■ **GOAL OF THE EXERCISE**
Carry over every entry exactly as it appears in the records.

■ **Dataset entries**
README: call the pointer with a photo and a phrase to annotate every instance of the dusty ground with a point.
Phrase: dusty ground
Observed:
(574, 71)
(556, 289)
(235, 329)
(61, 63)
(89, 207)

■ **ANSWER TO THIS TASK**
README: call the pointer with a photo and a phrase to annotate every instance of the dusty ground with a point.
Phrase: dusty ground
Observed:
(574, 71)
(556, 289)
(235, 329)
(61, 63)
(89, 207)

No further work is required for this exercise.